** Set exercise **
Recast the rows below as a numbered list, from the start of the rows through the line containing "[648,514,728,549]", both ends included. Skip blank lines, and leave the pictures out of the answer.

[Excerpts of labeled region data]

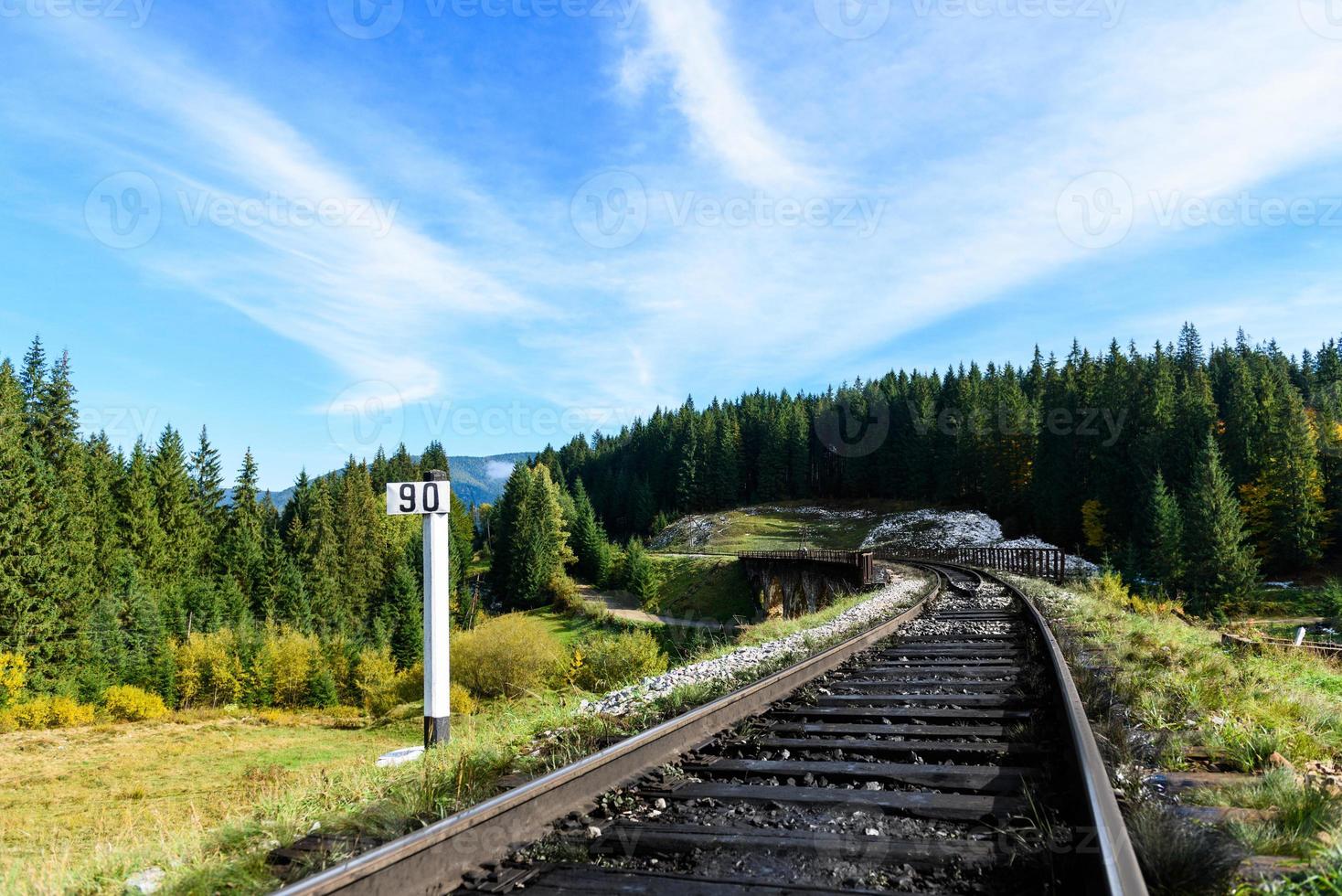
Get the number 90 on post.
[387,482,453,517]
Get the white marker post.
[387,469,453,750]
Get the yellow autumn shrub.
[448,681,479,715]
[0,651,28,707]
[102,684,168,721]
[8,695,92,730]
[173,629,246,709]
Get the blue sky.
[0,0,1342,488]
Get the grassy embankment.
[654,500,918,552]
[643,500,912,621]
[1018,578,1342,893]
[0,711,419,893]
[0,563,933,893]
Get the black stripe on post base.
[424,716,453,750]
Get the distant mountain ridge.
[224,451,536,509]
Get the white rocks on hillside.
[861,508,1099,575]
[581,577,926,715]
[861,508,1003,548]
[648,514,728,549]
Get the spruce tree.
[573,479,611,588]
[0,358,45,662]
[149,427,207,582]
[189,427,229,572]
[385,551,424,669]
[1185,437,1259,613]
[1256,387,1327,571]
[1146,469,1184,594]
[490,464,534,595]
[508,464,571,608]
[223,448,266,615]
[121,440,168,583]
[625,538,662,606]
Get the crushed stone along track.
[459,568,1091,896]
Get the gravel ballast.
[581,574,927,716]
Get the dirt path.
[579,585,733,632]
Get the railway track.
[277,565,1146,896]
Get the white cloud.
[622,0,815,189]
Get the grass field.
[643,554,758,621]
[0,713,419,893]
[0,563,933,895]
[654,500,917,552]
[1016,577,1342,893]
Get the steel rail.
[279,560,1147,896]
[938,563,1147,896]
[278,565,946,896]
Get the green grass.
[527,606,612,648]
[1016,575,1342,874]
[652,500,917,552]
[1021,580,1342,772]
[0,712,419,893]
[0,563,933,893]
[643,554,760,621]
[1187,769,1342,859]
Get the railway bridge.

** Solution to this problem **
1. Get the number 90 on post.
2. [387,482,453,517]
3. Get the white marker post.
4. [387,469,453,750]
5. Get the yellow autumn shrub.
6. [448,681,479,715]
7. [0,651,28,707]
8. [102,684,168,721]
9. [8,695,92,730]
10. [173,629,246,709]
11. Get the blue sky.
12. [0,0,1342,488]
13. Get the grassy embankment.
14. [654,500,918,552]
15. [643,500,912,621]
16. [1018,578,1342,893]
17. [0,711,419,893]
18. [0,563,933,893]
19. Get the black stripe on post base.
20. [424,716,453,750]
21. Get the distant mountain ridge.
22. [224,451,536,509]
23. Get the white rocks on hillside.
24. [861,508,1099,575]
25. [581,577,926,715]
26. [861,508,1003,548]
27. [648,514,728,549]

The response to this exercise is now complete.